---- STORED RECORDS

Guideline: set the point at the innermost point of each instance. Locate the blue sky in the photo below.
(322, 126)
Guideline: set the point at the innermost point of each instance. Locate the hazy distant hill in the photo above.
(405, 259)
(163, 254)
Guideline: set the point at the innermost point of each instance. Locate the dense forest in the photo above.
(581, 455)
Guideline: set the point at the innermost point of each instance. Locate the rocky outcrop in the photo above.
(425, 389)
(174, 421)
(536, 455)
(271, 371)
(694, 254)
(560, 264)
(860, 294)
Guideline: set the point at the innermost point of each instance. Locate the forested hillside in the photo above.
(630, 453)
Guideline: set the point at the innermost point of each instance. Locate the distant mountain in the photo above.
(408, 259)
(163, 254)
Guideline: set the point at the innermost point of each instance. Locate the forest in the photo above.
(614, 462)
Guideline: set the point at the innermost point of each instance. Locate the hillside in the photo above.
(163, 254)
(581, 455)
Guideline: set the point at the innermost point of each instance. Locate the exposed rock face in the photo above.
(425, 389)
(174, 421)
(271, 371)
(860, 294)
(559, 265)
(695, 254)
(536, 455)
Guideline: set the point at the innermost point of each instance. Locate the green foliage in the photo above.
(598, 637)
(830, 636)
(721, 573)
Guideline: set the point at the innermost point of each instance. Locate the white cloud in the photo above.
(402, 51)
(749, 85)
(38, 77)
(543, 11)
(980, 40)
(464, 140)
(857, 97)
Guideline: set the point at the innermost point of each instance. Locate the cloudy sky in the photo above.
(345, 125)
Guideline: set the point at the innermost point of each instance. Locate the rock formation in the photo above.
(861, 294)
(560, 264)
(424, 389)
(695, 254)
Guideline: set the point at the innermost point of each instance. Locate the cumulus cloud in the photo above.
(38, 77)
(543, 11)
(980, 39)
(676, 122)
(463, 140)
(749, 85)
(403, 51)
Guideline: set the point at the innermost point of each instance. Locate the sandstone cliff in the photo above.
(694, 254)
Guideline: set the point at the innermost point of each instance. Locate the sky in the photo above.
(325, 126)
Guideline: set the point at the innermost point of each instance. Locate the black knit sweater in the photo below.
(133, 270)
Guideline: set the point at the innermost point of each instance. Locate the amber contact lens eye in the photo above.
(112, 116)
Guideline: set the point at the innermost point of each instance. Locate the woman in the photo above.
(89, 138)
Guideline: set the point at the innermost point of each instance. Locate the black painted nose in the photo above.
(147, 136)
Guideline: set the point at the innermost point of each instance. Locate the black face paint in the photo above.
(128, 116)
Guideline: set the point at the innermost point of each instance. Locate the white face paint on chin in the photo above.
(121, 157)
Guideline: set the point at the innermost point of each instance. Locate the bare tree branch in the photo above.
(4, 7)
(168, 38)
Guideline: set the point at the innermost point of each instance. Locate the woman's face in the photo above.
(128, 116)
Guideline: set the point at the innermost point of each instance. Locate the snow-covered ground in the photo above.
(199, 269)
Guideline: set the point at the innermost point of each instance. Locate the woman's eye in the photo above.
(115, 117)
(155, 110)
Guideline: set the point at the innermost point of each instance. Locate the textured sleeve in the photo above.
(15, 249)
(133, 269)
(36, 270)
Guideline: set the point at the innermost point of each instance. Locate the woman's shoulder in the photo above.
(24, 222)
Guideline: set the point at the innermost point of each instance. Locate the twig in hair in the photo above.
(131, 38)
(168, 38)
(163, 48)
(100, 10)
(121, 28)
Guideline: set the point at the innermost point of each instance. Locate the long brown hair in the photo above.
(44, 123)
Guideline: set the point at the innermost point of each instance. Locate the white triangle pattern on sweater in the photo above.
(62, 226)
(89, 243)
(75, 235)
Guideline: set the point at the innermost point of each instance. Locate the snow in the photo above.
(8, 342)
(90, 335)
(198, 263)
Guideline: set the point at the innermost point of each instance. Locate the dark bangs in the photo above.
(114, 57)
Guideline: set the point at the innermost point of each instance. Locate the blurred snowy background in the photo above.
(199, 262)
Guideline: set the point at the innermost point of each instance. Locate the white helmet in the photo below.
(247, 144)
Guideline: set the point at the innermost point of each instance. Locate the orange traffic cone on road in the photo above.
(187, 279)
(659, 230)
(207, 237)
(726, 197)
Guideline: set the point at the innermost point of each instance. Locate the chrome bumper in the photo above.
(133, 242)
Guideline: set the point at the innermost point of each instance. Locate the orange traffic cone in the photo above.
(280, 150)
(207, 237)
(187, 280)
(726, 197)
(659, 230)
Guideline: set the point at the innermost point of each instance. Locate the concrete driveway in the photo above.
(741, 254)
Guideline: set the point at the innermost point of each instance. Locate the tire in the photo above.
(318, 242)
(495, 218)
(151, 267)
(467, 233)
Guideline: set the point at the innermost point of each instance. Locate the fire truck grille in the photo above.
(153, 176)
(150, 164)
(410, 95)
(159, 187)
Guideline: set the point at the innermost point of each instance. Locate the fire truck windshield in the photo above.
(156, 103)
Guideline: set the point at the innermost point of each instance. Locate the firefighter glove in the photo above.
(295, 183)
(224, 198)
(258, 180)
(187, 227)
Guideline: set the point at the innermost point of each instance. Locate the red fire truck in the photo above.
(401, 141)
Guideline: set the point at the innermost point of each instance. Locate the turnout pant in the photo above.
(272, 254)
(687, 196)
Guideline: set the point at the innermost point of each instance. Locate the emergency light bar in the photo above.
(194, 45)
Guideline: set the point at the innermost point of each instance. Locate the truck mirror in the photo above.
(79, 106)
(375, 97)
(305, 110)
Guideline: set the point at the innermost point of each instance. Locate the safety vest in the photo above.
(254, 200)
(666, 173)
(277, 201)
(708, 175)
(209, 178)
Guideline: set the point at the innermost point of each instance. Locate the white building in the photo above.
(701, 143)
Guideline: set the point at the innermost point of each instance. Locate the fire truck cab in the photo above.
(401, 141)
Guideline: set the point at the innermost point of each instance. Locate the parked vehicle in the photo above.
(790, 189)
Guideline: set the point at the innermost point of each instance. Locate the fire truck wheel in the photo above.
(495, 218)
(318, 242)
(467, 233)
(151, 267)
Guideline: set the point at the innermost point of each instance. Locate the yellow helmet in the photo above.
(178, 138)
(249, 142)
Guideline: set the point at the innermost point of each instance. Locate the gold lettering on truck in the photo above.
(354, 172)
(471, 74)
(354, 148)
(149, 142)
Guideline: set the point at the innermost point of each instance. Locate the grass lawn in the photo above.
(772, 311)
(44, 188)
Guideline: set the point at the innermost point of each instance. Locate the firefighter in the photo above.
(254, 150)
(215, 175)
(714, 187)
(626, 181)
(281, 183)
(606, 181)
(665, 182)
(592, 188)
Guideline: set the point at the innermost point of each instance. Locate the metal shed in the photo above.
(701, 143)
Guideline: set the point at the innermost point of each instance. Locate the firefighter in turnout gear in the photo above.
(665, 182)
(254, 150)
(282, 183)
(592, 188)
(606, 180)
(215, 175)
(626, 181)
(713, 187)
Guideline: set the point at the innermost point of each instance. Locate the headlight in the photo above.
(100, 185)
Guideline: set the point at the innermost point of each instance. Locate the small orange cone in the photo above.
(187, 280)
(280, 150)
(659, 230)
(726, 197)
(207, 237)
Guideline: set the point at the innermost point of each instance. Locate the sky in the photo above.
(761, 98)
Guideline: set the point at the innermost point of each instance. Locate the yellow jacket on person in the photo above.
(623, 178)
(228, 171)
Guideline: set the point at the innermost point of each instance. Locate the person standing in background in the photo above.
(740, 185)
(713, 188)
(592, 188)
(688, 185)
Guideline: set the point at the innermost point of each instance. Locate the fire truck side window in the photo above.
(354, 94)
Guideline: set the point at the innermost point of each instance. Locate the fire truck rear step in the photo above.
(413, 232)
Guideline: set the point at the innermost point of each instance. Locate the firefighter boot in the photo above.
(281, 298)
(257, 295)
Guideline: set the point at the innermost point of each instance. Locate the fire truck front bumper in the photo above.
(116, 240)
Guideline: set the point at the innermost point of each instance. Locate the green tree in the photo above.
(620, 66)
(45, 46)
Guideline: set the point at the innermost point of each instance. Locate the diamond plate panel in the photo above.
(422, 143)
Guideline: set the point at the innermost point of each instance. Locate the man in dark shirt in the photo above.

--------

## WORK TO COMPLETE
Copy down the lines above word for word, from the line containing "panel in the photo above." through the last line, including both.

## EXPECTED ANSWER
Guideline: set the point at the innermost point of each instance. Locate the diamond plate panel in the photo above.
(422, 143)
Guideline: set the point at the innermost point of each instance. Locate the man in dark shirt in the photo above.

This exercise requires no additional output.